#### Aim of the task
Update the records below so that every occurrence of "Photo:" reads "Image:", leaving all other text unchanged. Reproduce all the records in full, but leave the pictures out of your answer.

--*--

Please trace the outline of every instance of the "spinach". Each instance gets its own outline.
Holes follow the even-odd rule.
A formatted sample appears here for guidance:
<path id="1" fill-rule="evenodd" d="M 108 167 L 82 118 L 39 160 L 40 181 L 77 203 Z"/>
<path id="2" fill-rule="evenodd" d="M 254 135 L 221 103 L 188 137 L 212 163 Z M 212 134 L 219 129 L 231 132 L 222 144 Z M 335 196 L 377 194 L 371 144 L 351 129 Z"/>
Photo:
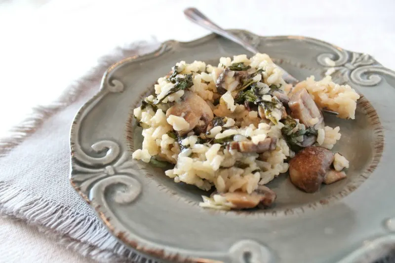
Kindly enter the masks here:
<path id="1" fill-rule="evenodd" d="M 236 90 L 243 90 L 254 82 L 255 82 L 255 81 L 252 78 L 246 78 L 245 79 L 243 79 L 242 83 L 241 83 L 241 85 L 240 85 L 241 87 L 237 88 Z"/>
<path id="2" fill-rule="evenodd" d="M 281 87 L 281 85 L 280 85 L 279 87 L 277 87 L 276 85 L 275 85 L 274 84 L 272 84 L 272 85 L 269 86 L 269 88 L 270 89 L 270 90 L 271 90 L 272 91 L 275 91 L 276 90 L 278 90 L 278 89 L 279 89 L 280 88 L 280 87 Z"/>
<path id="3" fill-rule="evenodd" d="M 292 118 L 288 117 L 285 119 L 284 120 L 284 125 L 286 125 L 285 123 L 286 123 L 286 125 L 288 126 L 288 127 L 286 129 L 284 129 L 286 127 L 284 126 L 282 128 L 281 128 L 281 133 L 284 136 L 284 138 L 285 139 L 285 141 L 286 141 L 287 143 L 289 145 L 290 148 L 292 150 L 294 151 L 298 151 L 300 150 L 302 148 L 305 147 L 305 146 L 303 146 L 302 143 L 299 142 L 297 140 L 297 138 L 301 136 L 303 136 L 304 137 L 304 139 L 306 139 L 307 137 L 311 136 L 316 136 L 318 134 L 317 131 L 314 129 L 314 127 L 311 127 L 306 129 L 302 129 L 299 130 L 293 133 L 291 133 L 289 135 L 288 135 L 288 133 L 292 130 L 292 129 L 291 130 L 289 130 L 289 129 L 291 128 L 294 124 L 292 121 L 290 119 L 292 119 Z M 295 125 L 296 127 L 296 121 L 292 119 L 295 122 Z M 283 130 L 283 129 L 284 129 Z"/>
<path id="4" fill-rule="evenodd" d="M 188 137 L 187 135 L 177 137 L 177 142 L 178 143 L 178 145 L 180 146 L 180 149 L 181 149 L 181 150 L 188 148 L 186 146 L 183 146 L 181 144 L 181 142 L 182 142 L 182 140 L 187 138 L 187 137 Z"/>
<path id="5" fill-rule="evenodd" d="M 176 135 L 175 133 L 172 131 L 167 132 L 167 136 L 171 138 L 174 139 L 174 140 L 177 139 L 177 135 Z"/>
<path id="6" fill-rule="evenodd" d="M 198 141 L 196 142 L 196 143 L 197 144 L 205 144 L 205 143 L 210 143 L 211 142 L 211 141 L 212 141 L 212 140 L 213 140 L 212 139 L 209 138 L 206 138 L 205 137 L 204 137 L 204 138 L 202 138 L 202 137 L 198 137 Z"/>
<path id="7" fill-rule="evenodd" d="M 141 110 L 144 110 L 148 106 L 151 107 L 154 112 L 157 112 L 158 107 L 154 103 L 150 102 L 146 98 L 141 102 Z"/>
<path id="8" fill-rule="evenodd" d="M 211 129 L 217 126 L 224 126 L 225 123 L 222 117 L 215 117 L 213 119 L 210 121 L 209 125 Z"/>
<path id="9" fill-rule="evenodd" d="M 229 69 L 231 71 L 242 71 L 251 69 L 251 67 L 245 65 L 244 62 L 240 62 L 239 63 L 233 63 L 229 67 Z"/>
<path id="10" fill-rule="evenodd" d="M 184 89 L 189 89 L 194 85 L 194 81 L 192 78 L 192 74 L 188 74 L 184 75 L 184 77 L 176 77 L 175 78 L 175 83 L 174 85 L 171 88 L 170 90 L 166 93 L 164 96 L 160 100 L 157 100 L 154 104 L 157 105 L 162 102 L 165 98 L 166 98 L 169 95 L 174 93 L 179 90 L 183 90 Z"/>
<path id="11" fill-rule="evenodd" d="M 252 102 L 255 104 L 259 101 L 259 97 L 255 93 L 253 89 L 249 89 L 245 91 L 240 91 L 236 95 L 235 102 L 241 104 L 245 101 Z"/>
<path id="12" fill-rule="evenodd" d="M 238 168 L 245 169 L 247 167 L 249 167 L 250 165 L 247 163 L 244 163 L 239 161 L 237 161 L 235 163 L 234 166 Z"/>
<path id="13" fill-rule="evenodd" d="M 277 103 L 272 101 L 262 101 L 260 102 L 260 105 L 263 108 L 266 118 L 271 120 L 275 124 L 277 125 L 278 123 L 277 119 L 272 114 L 273 111 L 276 109 L 276 106 Z"/>
<path id="14" fill-rule="evenodd" d="M 175 66 L 172 68 L 172 69 L 173 70 L 173 73 L 171 74 L 169 78 L 167 79 L 171 83 L 176 83 L 176 76 L 178 75 L 178 73 L 177 72 L 177 70 L 178 69 L 178 66 Z"/>
<path id="15" fill-rule="evenodd" d="M 257 70 L 256 72 L 255 72 L 254 73 L 251 74 L 250 76 L 251 77 L 254 77 L 258 74 L 262 74 L 262 72 L 263 72 L 264 71 L 265 71 L 263 70 L 263 69 L 259 69 L 259 70 Z"/>
<path id="16" fill-rule="evenodd" d="M 165 161 L 159 161 L 159 160 L 155 159 L 153 157 L 152 157 L 150 159 L 150 163 L 156 167 L 158 167 L 160 168 L 165 168 L 169 164 L 170 164 L 170 163 L 168 162 Z"/>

--*--

#### Solution for this task
Please trace the outline of every instance of the "spinach". Each instance gets its own outline.
Holes follow the even-odd rule.
A formatted sample appears here for guidance:
<path id="1" fill-rule="evenodd" d="M 108 167 L 82 118 L 39 160 L 40 181 L 77 203 Z"/>
<path id="2" fill-rule="evenodd" d="M 254 135 L 221 103 L 188 137 L 212 163 Z M 212 134 L 219 129 L 231 132 L 222 144 Z M 335 196 L 377 194 L 371 144 L 351 129 Z"/>
Image:
Kindly enter the masks here:
<path id="1" fill-rule="evenodd" d="M 236 90 L 243 90 L 254 82 L 255 82 L 255 81 L 252 78 L 246 78 L 245 79 L 243 79 L 242 83 L 241 83 L 241 85 L 240 85 L 241 87 L 237 88 Z"/>
<path id="2" fill-rule="evenodd" d="M 281 87 L 281 85 L 280 85 L 279 87 L 277 87 L 276 85 L 275 85 L 274 84 L 272 84 L 272 85 L 269 86 L 269 88 L 270 89 L 270 90 L 271 90 L 272 91 L 275 91 L 276 90 L 278 90 L 278 89 L 279 89 L 280 88 L 280 87 Z"/>
<path id="3" fill-rule="evenodd" d="M 292 118 L 288 117 L 285 119 L 284 120 L 284 125 L 286 125 L 285 123 L 286 123 L 286 125 L 288 126 L 288 127 L 286 129 L 284 129 L 286 127 L 284 126 L 282 128 L 281 128 L 281 133 L 284 136 L 284 138 L 285 139 L 285 141 L 286 141 L 287 143 L 289 145 L 290 148 L 292 150 L 294 151 L 298 151 L 300 150 L 302 148 L 305 147 L 305 146 L 303 146 L 302 143 L 299 142 L 297 140 L 297 138 L 301 136 L 303 136 L 304 137 L 304 139 L 306 139 L 307 137 L 311 136 L 316 136 L 318 134 L 317 131 L 314 129 L 314 127 L 311 127 L 306 129 L 302 129 L 299 130 L 293 133 L 291 133 L 289 135 L 288 135 L 288 133 L 292 130 L 292 129 L 291 130 L 289 130 L 289 129 L 291 128 L 294 124 L 292 121 L 290 119 L 292 119 Z M 295 125 L 296 127 L 296 121 L 292 119 L 295 122 Z M 283 130 L 283 129 L 284 129 Z"/>
<path id="4" fill-rule="evenodd" d="M 188 137 L 187 135 L 177 137 L 177 142 L 178 143 L 178 145 L 180 146 L 180 149 L 181 149 L 181 150 L 188 148 L 186 146 L 183 146 L 181 144 L 181 142 L 182 142 L 182 140 L 187 138 L 187 137 Z"/>
<path id="5" fill-rule="evenodd" d="M 176 135 L 175 133 L 172 131 L 167 132 L 167 136 L 171 138 L 174 139 L 174 140 L 177 139 L 177 135 Z"/>
<path id="6" fill-rule="evenodd" d="M 198 141 L 196 142 L 196 143 L 197 144 L 205 144 L 205 143 L 210 143 L 211 142 L 211 141 L 212 141 L 212 140 L 213 140 L 212 139 L 209 138 L 206 138 L 205 137 L 204 137 L 204 138 L 202 138 L 202 137 L 198 137 Z"/>
<path id="7" fill-rule="evenodd" d="M 141 110 L 144 110 L 148 106 L 151 107 L 154 112 L 157 112 L 158 107 L 154 103 L 150 102 L 146 98 L 141 102 Z"/>
<path id="8" fill-rule="evenodd" d="M 211 129 L 217 126 L 224 126 L 225 123 L 222 117 L 215 117 L 213 119 L 210 121 L 209 125 Z"/>
<path id="9" fill-rule="evenodd" d="M 229 69 L 231 71 L 242 71 L 251 69 L 251 67 L 245 65 L 244 62 L 240 62 L 239 63 L 233 63 L 229 67 Z"/>
<path id="10" fill-rule="evenodd" d="M 184 89 L 189 89 L 194 85 L 194 81 L 192 78 L 192 74 L 188 74 L 184 75 L 184 77 L 176 77 L 175 78 L 175 83 L 174 85 L 171 88 L 170 90 L 166 93 L 164 96 L 160 100 L 157 100 L 154 104 L 157 105 L 162 102 L 165 98 L 166 98 L 169 95 L 174 93 L 179 90 L 183 90 Z"/>
<path id="11" fill-rule="evenodd" d="M 252 102 L 255 104 L 259 101 L 259 97 L 255 93 L 253 89 L 249 89 L 245 91 L 240 91 L 236 95 L 235 102 L 241 104 L 245 101 Z"/>
<path id="12" fill-rule="evenodd" d="M 238 168 L 245 169 L 247 167 L 249 167 L 250 165 L 247 163 L 244 163 L 239 161 L 237 161 L 235 163 L 234 166 Z"/>
<path id="13" fill-rule="evenodd" d="M 277 103 L 272 101 L 262 101 L 260 102 L 260 105 L 263 108 L 266 118 L 271 120 L 275 124 L 277 125 L 278 123 L 277 119 L 272 114 L 273 111 L 276 109 L 276 106 Z"/>
<path id="14" fill-rule="evenodd" d="M 175 66 L 172 68 L 172 69 L 173 70 L 173 73 L 171 74 L 169 78 L 167 79 L 171 83 L 176 83 L 176 76 L 178 75 L 178 73 L 177 72 L 177 70 L 178 69 L 178 66 Z"/>
<path id="15" fill-rule="evenodd" d="M 257 70 L 256 72 L 255 72 L 254 73 L 251 74 L 250 76 L 251 77 L 254 77 L 258 74 L 262 74 L 262 72 L 263 72 L 264 71 L 265 71 L 263 70 L 263 69 L 259 69 L 259 70 Z"/>
<path id="16" fill-rule="evenodd" d="M 165 161 L 159 161 L 159 160 L 155 159 L 153 157 L 152 157 L 150 159 L 150 163 L 156 167 L 158 167 L 160 168 L 165 168 L 169 164 L 170 164 L 170 163 L 168 162 Z"/>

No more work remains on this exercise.